#### Exercise goal:
Every line of the listing should be transcribed exactly, with nothing left out.
*** Data for review Section Begins ***
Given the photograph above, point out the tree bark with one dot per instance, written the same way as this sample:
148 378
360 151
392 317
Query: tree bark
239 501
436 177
*** Data for review Section Ends ***
#### Task result:
Given the photograph above, point out the tree bark with one dot per instance, written the same way as this sample:
148 378
360 151
392 317
Query: tree bark
239 501
436 177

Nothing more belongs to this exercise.